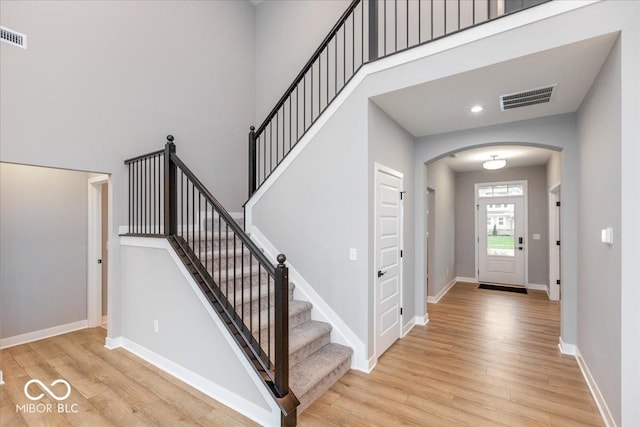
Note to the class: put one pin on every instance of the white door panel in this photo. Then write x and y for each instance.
(388, 240)
(501, 245)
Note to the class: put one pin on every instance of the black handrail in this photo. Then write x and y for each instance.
(227, 217)
(336, 61)
(144, 156)
(166, 199)
(309, 64)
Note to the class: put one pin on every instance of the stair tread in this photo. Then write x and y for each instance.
(305, 333)
(310, 371)
(295, 307)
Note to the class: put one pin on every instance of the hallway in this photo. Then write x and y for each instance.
(485, 358)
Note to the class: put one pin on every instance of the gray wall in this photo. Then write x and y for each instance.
(392, 146)
(599, 295)
(442, 179)
(287, 33)
(105, 81)
(319, 208)
(193, 341)
(43, 250)
(557, 132)
(537, 216)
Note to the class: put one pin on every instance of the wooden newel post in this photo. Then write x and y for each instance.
(373, 30)
(282, 327)
(170, 186)
(252, 160)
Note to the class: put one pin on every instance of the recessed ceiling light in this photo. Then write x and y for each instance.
(494, 163)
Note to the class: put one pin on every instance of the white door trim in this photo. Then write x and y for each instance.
(554, 235)
(381, 168)
(526, 225)
(94, 250)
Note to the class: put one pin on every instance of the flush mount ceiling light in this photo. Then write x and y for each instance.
(494, 163)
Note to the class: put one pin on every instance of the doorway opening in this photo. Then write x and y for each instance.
(98, 251)
(431, 234)
(501, 231)
(555, 252)
(388, 245)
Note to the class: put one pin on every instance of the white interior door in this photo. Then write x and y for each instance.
(501, 244)
(388, 262)
(555, 255)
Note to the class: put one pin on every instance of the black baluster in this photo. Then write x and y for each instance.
(252, 160)
(281, 327)
(170, 184)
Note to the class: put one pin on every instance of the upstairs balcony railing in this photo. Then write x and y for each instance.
(366, 31)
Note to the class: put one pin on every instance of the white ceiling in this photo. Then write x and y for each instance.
(516, 156)
(443, 105)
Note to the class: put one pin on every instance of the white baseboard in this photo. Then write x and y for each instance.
(422, 320)
(406, 328)
(113, 343)
(42, 334)
(198, 382)
(435, 299)
(595, 391)
(237, 403)
(538, 287)
(568, 349)
(341, 333)
(417, 320)
(371, 363)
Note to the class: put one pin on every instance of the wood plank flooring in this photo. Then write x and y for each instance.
(486, 358)
(110, 387)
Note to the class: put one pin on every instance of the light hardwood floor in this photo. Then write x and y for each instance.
(486, 358)
(111, 387)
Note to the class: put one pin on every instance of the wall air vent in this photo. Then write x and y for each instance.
(526, 98)
(13, 37)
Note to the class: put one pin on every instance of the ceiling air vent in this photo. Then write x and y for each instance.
(528, 97)
(13, 37)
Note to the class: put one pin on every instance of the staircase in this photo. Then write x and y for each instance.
(315, 363)
(292, 353)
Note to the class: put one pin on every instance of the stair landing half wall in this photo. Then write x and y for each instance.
(193, 344)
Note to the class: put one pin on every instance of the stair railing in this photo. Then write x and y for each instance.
(366, 31)
(166, 199)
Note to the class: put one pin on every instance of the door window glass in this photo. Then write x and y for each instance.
(501, 190)
(501, 230)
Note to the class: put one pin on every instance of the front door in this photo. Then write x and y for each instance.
(501, 240)
(389, 273)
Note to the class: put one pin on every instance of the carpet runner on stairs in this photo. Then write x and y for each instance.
(315, 363)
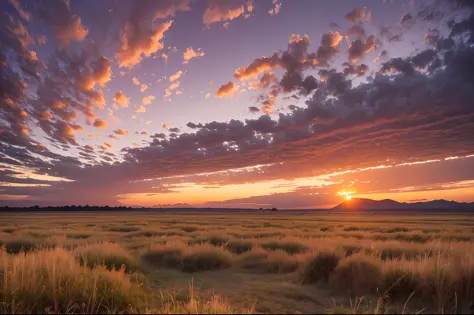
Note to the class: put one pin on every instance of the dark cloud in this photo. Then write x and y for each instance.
(405, 115)
(358, 48)
(358, 15)
(64, 24)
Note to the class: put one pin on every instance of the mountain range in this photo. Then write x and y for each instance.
(389, 204)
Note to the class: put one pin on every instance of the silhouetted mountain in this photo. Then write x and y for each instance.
(388, 204)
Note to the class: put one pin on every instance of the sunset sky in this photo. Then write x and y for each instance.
(269, 103)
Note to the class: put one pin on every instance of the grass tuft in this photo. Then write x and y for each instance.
(110, 255)
(319, 267)
(52, 281)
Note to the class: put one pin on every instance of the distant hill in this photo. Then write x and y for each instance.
(389, 204)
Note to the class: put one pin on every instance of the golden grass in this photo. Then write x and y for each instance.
(422, 260)
(53, 281)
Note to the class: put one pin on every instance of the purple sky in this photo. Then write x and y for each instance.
(294, 104)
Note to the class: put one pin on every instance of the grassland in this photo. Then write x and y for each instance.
(300, 262)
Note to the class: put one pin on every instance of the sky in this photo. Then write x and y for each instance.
(237, 104)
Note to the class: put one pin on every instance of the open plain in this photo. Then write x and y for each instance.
(235, 261)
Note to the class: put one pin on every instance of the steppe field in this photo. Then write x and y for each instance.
(237, 262)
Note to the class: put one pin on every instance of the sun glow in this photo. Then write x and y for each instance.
(346, 194)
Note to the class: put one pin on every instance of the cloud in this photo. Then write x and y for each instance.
(41, 40)
(141, 35)
(358, 15)
(140, 109)
(174, 85)
(253, 109)
(357, 31)
(393, 117)
(227, 89)
(121, 99)
(258, 66)
(65, 26)
(329, 47)
(121, 132)
(358, 48)
(147, 100)
(24, 14)
(99, 123)
(190, 53)
(136, 43)
(405, 18)
(176, 76)
(276, 7)
(221, 11)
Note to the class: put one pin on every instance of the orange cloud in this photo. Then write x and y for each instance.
(135, 44)
(227, 89)
(121, 132)
(65, 26)
(41, 39)
(99, 123)
(103, 71)
(176, 76)
(220, 11)
(276, 6)
(173, 85)
(147, 99)
(258, 66)
(140, 109)
(45, 116)
(121, 99)
(24, 14)
(190, 53)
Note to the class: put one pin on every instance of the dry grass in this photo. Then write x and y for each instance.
(423, 261)
(319, 267)
(188, 259)
(110, 255)
(269, 261)
(53, 281)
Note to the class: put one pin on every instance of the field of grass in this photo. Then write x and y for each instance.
(237, 262)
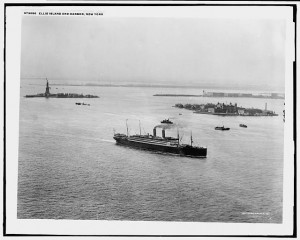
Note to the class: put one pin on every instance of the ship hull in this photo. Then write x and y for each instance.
(178, 150)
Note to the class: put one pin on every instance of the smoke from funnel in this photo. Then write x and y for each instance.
(165, 126)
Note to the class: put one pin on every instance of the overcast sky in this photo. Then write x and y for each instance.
(240, 52)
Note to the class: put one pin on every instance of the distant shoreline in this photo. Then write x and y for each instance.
(152, 86)
(177, 95)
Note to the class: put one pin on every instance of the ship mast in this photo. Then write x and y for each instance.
(47, 93)
(140, 127)
(177, 137)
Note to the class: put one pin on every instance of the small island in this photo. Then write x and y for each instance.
(47, 94)
(222, 109)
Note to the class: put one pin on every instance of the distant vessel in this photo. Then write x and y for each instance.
(222, 128)
(167, 121)
(160, 144)
(47, 94)
(87, 104)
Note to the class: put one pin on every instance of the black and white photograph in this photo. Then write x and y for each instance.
(150, 120)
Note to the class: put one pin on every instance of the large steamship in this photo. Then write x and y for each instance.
(160, 144)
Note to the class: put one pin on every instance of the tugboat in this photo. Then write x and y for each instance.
(222, 128)
(160, 144)
(167, 121)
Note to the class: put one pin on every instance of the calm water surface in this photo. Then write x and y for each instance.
(70, 167)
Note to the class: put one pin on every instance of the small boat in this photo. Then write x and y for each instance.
(167, 121)
(222, 128)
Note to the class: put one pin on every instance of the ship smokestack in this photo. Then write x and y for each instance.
(163, 133)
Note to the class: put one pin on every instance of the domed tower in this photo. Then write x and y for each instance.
(47, 93)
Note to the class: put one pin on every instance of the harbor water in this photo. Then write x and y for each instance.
(70, 167)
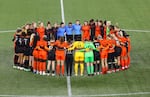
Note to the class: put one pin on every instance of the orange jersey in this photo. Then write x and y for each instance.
(97, 31)
(111, 43)
(59, 45)
(41, 31)
(86, 32)
(104, 46)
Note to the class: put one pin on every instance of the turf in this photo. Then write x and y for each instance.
(130, 14)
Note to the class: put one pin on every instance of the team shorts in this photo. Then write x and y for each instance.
(118, 51)
(43, 54)
(96, 55)
(76, 37)
(51, 56)
(104, 54)
(89, 57)
(69, 37)
(124, 51)
(19, 50)
(27, 51)
(79, 56)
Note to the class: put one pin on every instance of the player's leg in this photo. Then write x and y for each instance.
(49, 62)
(53, 67)
(76, 59)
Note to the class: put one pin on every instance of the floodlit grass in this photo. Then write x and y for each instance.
(130, 14)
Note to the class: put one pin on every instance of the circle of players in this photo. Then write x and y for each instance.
(96, 47)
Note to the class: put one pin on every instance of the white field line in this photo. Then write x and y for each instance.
(98, 95)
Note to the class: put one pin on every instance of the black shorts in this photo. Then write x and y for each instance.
(31, 51)
(27, 51)
(111, 57)
(51, 56)
(117, 51)
(76, 37)
(19, 50)
(69, 37)
(69, 58)
(96, 55)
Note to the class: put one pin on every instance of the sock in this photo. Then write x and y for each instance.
(88, 70)
(95, 67)
(122, 63)
(16, 59)
(76, 68)
(81, 68)
(35, 66)
(63, 69)
(92, 69)
(58, 69)
(44, 66)
(126, 62)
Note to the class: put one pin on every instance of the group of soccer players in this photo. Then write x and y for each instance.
(98, 46)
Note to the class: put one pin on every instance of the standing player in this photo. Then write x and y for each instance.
(69, 60)
(85, 31)
(61, 45)
(96, 57)
(89, 56)
(77, 30)
(104, 47)
(69, 31)
(78, 56)
(92, 26)
(41, 30)
(61, 30)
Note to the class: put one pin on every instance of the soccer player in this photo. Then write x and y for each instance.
(48, 31)
(42, 55)
(17, 42)
(85, 31)
(111, 51)
(69, 60)
(89, 57)
(77, 30)
(96, 57)
(61, 30)
(51, 57)
(104, 55)
(61, 45)
(97, 29)
(69, 31)
(78, 56)
(92, 26)
(54, 30)
(41, 30)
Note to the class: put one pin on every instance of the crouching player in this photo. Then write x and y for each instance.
(79, 55)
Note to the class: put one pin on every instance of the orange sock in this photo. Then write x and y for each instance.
(43, 66)
(63, 69)
(40, 66)
(122, 63)
(35, 65)
(58, 69)
(126, 62)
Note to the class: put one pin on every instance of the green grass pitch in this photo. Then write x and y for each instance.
(129, 14)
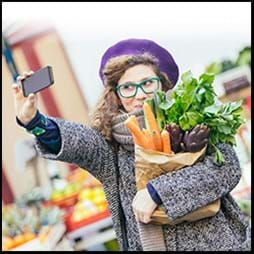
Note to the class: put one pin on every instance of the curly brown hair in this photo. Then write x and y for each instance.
(109, 103)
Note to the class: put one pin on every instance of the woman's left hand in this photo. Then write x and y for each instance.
(143, 206)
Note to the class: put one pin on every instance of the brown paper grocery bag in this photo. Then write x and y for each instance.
(151, 164)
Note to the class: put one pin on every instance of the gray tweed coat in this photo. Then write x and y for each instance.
(181, 192)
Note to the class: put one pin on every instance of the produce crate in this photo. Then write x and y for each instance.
(72, 225)
(66, 202)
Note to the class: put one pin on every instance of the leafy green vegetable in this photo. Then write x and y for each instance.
(194, 102)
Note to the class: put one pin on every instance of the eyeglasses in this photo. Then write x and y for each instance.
(148, 86)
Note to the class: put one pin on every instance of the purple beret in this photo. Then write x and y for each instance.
(139, 46)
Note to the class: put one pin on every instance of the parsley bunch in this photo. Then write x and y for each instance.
(194, 102)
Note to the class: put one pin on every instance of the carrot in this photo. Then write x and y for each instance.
(134, 118)
(138, 136)
(151, 123)
(152, 126)
(149, 137)
(157, 140)
(166, 141)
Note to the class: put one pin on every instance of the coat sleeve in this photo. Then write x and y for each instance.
(195, 186)
(82, 146)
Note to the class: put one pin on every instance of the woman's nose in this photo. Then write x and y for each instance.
(140, 94)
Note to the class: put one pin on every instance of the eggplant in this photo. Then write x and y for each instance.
(196, 139)
(176, 136)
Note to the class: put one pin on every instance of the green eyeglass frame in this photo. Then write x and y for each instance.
(137, 85)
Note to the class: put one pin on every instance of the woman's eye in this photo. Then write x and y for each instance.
(128, 87)
(148, 83)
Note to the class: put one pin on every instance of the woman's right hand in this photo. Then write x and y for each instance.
(25, 107)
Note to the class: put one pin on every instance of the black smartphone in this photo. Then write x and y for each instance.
(38, 81)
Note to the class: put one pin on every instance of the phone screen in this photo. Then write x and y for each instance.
(38, 81)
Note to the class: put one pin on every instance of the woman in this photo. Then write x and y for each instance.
(131, 71)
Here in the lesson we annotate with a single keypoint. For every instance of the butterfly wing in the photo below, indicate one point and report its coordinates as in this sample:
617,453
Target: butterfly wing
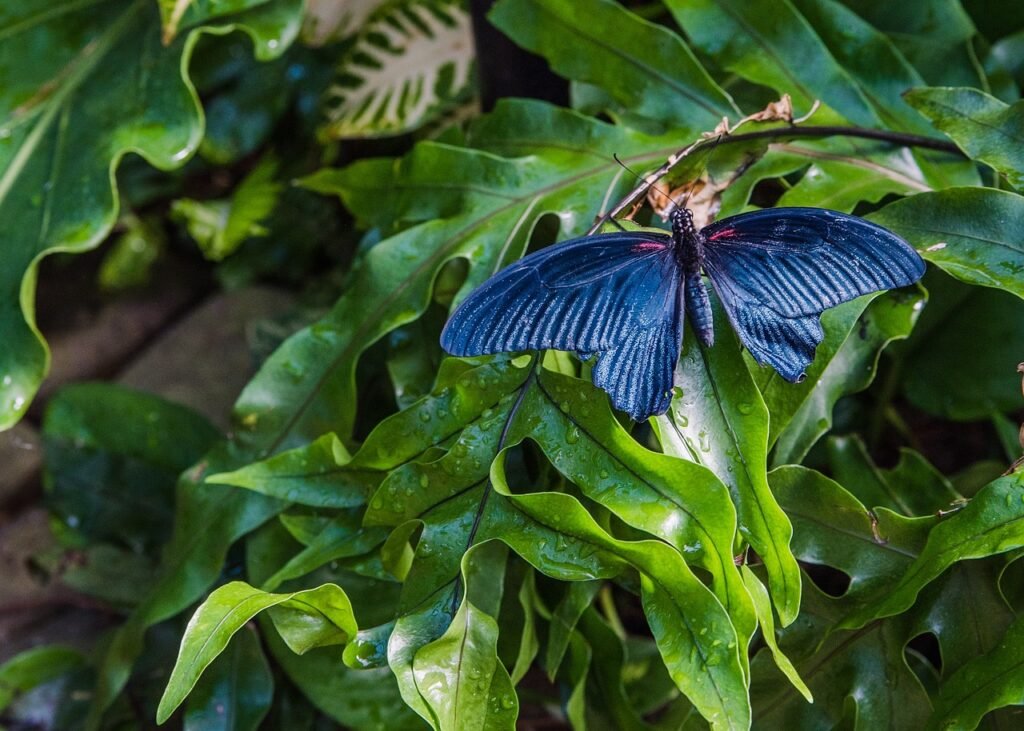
776,269
616,295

* **What you have to do**
The line that contains "the woman's right" opens the part to copy, and the last line of the records closes it; set down those lines exactly, pictures excluded.

* **Completed exercise**
Note to the class: put one pin on every instance of the woman's right hand in this photo. Then write x and y for each instance.
(25, 107)
Note to the class: put one pin on every instance of the black smartphone in this photo. Then write x and y for each instance.
(38, 81)
Note to the class: put one pin on every instance of the phone screen in this photo. Then write x and y for each instance.
(38, 81)
Note to the class: put one pin on every instance of the woman in this photo. Then write x and y for each instance.
(131, 71)
Here in the lesson we annotate with a single keypoint. For every instance of the butterfly wing in the photo below, indicate one point and report its coordinates as in this sample:
617,453
Target: butterfly wing
776,269
616,295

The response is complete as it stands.